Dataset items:

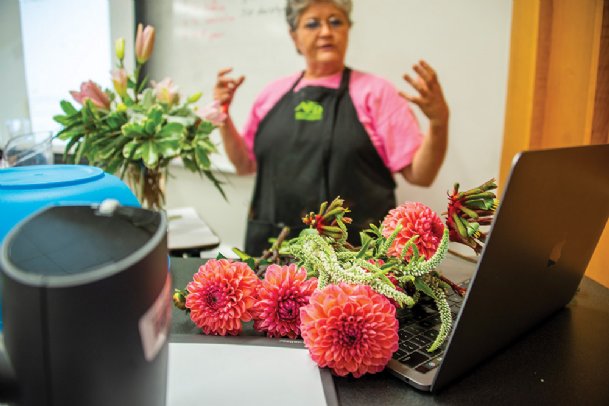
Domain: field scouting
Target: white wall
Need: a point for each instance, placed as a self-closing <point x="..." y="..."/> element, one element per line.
<point x="13" y="103"/>
<point x="467" y="41"/>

Exercise
A faithful copy of every entry is needed, omitting each image.

The completed task
Domain: field scouting
Target: white wall
Need: a point for each instance, placed as a self-closing <point x="..." y="..."/> element, one element per line.
<point x="13" y="103"/>
<point x="467" y="41"/>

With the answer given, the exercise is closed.